• **Consegna**
Riporta parola per parola, dall'articolo sull'inchiesta che coinvolge Toti, il tratto da "Giovanni Toti parla" fino a "non solo ligure.".

• **Estratto della fonte**

──────────

Genova vista da Castelletto Genova vista da Castelletto

Genova e Liguria sprofondano, le grandi opere del futuro soffocate dalla inchiesta giudiziaria

A Genova pochi se ne sono accorti subito, ma nel giorno in cui dai suoi arresti domiciliari a Ameglia, giunti al sessantacinquesimo giorno, Toti scriveva la sua accorata lettera, “non sono attaccato alla poltrona, vale di più l’onore” , la prima pedina si rovesciava sullo scacchiere del suo potere, durato con grande sfarzo di immagine per quasi otto anni.
Proprio la sua giunta, quella che gli giurava fedeltà assoluta e sostegno umano, professionale, strategico, capovolgeva una sua decisione chiave: quella di piazzare nel golfo di Savona il rigassificatore trasferito da Piombino, esaudendo una richiesta della premier in persona, Giorgia Meloni.

LA RIVOLTA DEL GASIFICATORE

Giovanni Toti parla a un comizio a Genova
Genova e Liguria sprofondano, le grandi opere del futuro soffocate dalla inchiesta giudiziaria – Blitzquotidiano.it

Niente rigassificatore, come volevano i comuni del territorio, diretti dal sindaco di Savona, Marco Russo, il leader nascente a Ponente, probabile concorrente a sinistra del dopo Toti, un leader di grande tradizione e famiglia politicamente consolidata nella storia, non solo ligure.

Niente impianto kolossal davanti alle spiagge savonesi, come Toti aveva garantito e nessuna comunicazione al detenuto che l’aveva sostenuto a spada tratta. Sembra che l’ imput sia arrivato direttamente da Salvini in persona, in arrivo a Genova, ben contento di scoccare un’altra frecciata alla presidente del Consiglio Meloni, sostenitrice della soluzione savonese .

──────────

• **Elenco dei dati**

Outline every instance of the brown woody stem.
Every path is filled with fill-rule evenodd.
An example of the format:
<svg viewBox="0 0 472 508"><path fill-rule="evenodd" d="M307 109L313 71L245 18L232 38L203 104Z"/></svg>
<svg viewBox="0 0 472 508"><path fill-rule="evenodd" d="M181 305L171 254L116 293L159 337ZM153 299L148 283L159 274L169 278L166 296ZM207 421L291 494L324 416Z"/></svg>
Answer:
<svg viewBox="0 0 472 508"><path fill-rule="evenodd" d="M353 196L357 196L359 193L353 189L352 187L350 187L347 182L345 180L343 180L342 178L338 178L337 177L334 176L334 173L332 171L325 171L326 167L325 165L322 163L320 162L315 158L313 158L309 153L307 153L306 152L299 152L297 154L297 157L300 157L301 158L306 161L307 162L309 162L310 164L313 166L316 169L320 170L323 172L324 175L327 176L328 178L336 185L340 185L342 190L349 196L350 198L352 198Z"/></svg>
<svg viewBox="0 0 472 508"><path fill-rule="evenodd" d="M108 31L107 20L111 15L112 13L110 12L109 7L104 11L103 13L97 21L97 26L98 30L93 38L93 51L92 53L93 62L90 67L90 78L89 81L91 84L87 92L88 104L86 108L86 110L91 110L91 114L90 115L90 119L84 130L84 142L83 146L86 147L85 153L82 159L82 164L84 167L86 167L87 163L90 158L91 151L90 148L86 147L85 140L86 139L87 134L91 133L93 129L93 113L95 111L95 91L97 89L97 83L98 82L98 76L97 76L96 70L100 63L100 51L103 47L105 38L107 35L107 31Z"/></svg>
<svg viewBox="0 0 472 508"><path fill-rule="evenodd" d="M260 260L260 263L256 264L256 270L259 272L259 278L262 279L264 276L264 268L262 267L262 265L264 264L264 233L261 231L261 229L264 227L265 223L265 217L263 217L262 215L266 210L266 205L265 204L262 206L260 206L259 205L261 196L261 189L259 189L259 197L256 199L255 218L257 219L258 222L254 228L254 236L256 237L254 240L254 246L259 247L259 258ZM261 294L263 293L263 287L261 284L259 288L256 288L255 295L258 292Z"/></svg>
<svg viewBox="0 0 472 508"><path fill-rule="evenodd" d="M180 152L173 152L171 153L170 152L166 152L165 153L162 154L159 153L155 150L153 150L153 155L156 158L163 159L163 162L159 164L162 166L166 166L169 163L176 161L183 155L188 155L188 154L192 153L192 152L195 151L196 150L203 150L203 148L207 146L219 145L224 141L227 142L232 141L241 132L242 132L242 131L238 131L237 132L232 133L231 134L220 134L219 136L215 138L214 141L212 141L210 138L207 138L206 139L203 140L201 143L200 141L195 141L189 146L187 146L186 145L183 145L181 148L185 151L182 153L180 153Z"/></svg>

──────────

• **Soluzione**
Giovanni Toti parla a un comizio a Genova
Genova e Liguria sprofondano, le grandi opere del futuro soffocate dalla inchiesta giudiziaria – Blitzquotidiano.it

Niente rigassificatore, come volevano i comuni del territorio, diretti dal sindaco di Savona, Marco Russo, il leader nascente a Ponente, probabile concorrente a sinistra del dopo Toti, un leader di grande tradizione e famiglia politicamente consolidata nella storia, non solo ligure.